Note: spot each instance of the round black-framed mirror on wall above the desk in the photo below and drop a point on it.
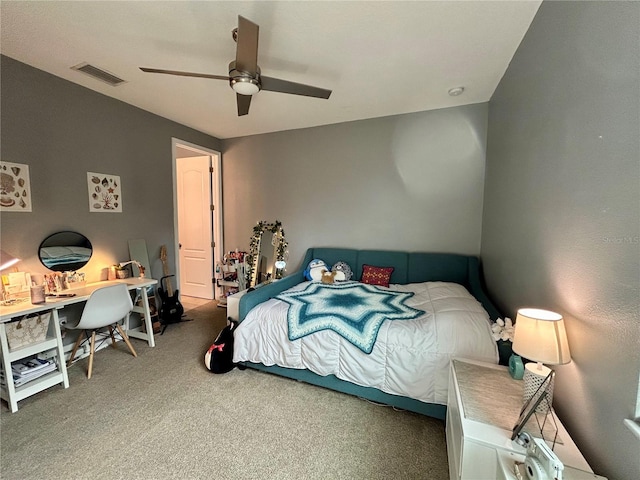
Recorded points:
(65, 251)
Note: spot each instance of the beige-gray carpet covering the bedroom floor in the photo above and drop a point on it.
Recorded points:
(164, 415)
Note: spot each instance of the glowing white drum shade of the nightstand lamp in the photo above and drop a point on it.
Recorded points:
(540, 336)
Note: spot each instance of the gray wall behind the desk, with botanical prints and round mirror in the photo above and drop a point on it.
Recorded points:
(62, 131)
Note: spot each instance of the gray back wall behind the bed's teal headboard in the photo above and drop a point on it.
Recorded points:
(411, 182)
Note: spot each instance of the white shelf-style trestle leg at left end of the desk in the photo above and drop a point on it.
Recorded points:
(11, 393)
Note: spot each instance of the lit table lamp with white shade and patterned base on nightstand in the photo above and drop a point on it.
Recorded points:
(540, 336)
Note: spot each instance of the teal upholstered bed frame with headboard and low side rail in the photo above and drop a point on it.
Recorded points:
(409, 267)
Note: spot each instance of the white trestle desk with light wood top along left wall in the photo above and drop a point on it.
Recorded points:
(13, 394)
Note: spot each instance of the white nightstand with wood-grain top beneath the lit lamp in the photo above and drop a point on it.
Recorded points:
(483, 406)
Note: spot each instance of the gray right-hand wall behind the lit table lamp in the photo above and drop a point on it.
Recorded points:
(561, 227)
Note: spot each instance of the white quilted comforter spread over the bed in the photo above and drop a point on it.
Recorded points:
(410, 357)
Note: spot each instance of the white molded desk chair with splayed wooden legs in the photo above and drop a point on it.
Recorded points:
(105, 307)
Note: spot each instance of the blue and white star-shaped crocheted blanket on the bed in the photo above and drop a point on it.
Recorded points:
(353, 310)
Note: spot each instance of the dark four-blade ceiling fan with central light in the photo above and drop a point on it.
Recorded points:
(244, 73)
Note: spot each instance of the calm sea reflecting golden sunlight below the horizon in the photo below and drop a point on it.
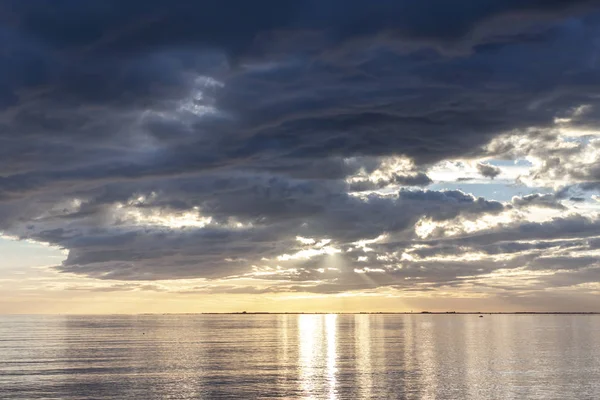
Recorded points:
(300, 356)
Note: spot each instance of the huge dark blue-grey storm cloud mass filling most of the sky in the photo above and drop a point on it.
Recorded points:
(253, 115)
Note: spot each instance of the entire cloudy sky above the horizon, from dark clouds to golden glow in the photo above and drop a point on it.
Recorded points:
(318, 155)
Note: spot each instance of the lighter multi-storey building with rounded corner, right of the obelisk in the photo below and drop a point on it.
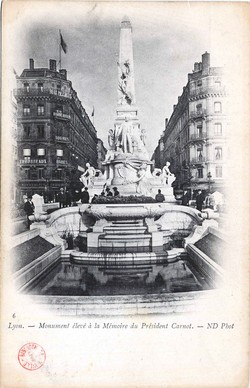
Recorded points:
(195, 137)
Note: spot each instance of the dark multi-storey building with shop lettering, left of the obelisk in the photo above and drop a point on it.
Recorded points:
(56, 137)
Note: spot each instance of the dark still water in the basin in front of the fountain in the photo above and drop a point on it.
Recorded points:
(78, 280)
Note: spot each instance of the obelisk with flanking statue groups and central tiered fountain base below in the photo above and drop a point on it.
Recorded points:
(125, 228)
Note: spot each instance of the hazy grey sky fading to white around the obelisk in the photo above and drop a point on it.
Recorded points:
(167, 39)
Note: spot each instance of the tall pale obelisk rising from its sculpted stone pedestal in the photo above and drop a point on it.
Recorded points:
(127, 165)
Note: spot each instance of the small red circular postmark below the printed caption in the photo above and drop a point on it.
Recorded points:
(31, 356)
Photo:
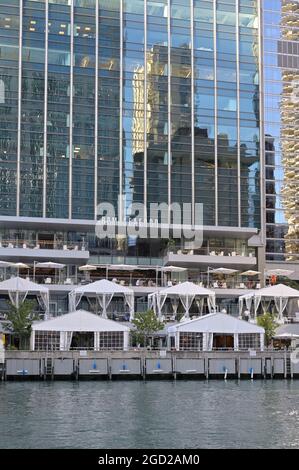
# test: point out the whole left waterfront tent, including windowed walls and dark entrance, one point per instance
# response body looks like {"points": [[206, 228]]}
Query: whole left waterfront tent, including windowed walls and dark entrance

WHAT THE EXERCISE ASKS: The entries above must be output exactly, with every image left out.

OUTPUT FOR THIS EXERCISE:
Note: spot each instance of the round black-framed mirror on wall above the desk in the photo below and drop a point on it.
Recorded points:
(65, 251)
Note: spot each instance of the beige-gray carpet covering the bedroom floor in the photo above and drop a point on it.
Recorded points:
(164, 415)
Note: spot each instance of the glowing white drum shade of the nightstand lamp in the photo above and drop a point on it.
Recorded points:
(540, 336)
Note: spot each instance of the gray wall behind the desk, with botanical prints and round mirror in the photo above and drop a point on it.
Recorded points:
(62, 131)
Note: spot each instance of the gray back wall behind the bed's teal headboard in the photo above and drop a point on it.
Recorded points:
(411, 182)
Note: spot each instance of the white shelf-style trestle leg at left end of the desk in the photo above and drop a point on it.
Recorded points:
(11, 393)
Note: spot each instance of the lit table lamp with white shade and patterned base on nightstand in the photo above and drop a point on it.
Recorded points:
(540, 336)
Note: spot each instance of the teal upholstered bed frame with headboard and low side rail in the photo above and drop a point on it.
Recorded points:
(409, 267)
Note: spot each instance of the white trestle desk with light wood top along left wall in the photo above and drop a point on it.
Recorded points:
(13, 394)
Note: spot each instance of the white nightstand with wood-grain top beneath the lit lamp in the photo above and drop a point on it.
Recorded points:
(483, 406)
Note: spot each instance of the gray right-hand wall behind the lit table lamp in the photo above and drop a point on it.
Recorded points:
(561, 227)
Note: spot each instance of the white quilted comforter spread over the bed in the photo above and drop a point on it.
Recorded points:
(410, 357)
Note: spot each instance of the white molded desk chair with splayed wooden legs in the photo above and drop a point on it.
Recorded points:
(105, 307)
Note: spot each instance of the blue and white star-shaped crocheted blanket on the bed in the photo above and drop a point on it.
Recorded points:
(353, 310)
Note: spot each instance of the dark four-blade ceiling fan with central light in the photo above and drop a point on it.
Recorded points:
(244, 73)
Note: spot each instance of the calm sea reflecting golden sunlight below the horizon in the photo below and drop a point on it.
Recorded points:
(300, 356)
Note: spot each instance of the huge dark blue-grey storm cloud mass filling most of the sky in the photo above and drop a point on it.
Recorded points:
(253, 115)
Note: spot each instance of the entire cloudy sky above the horizon, from dark clouds to golden glow in the photo above and drop a point on it.
Recorded points:
(318, 155)
Note: spot each instance of the lighter multi-storey building with rounded corner, right of the obelisk in the photo below and drop a point on it.
Recorded points:
(195, 137)
Note: spot each instance of the dark multi-storey building with shop lettering, left of the obelisk in the photo above and drop a point on it.
Recorded points:
(56, 137)
Note: spot each instance of the dark still water in the basin in front of the fountain in the photo above and drop a point on it.
Recorded points:
(78, 280)
Note: spot each instance of the obelisk with flanking statue groups and central tiered fountain base below in the photo above and drop a point on it.
Recorded points:
(125, 228)
Note: spot each instance of the hazy grey sky fading to white around the obelisk in the photo above and drop a point on it.
Recorded points:
(167, 39)
Note: spot each instance of the tall pale obelisk rising from its sculpted stone pedestal in the photo above and drop a point on it.
Recorded points:
(127, 165)
Note: spot each instance of the small red circular postmark below the printed caption in the photo above and drop a point on it.
Recorded points:
(31, 356)
Photo:
# test: point out the whole left waterfront tent, including windowed walls and dark entrance, one point per instance
# response body looks like {"points": [[206, 228]]}
Query: whole left waterfront tent, including windowed walls and dark entrance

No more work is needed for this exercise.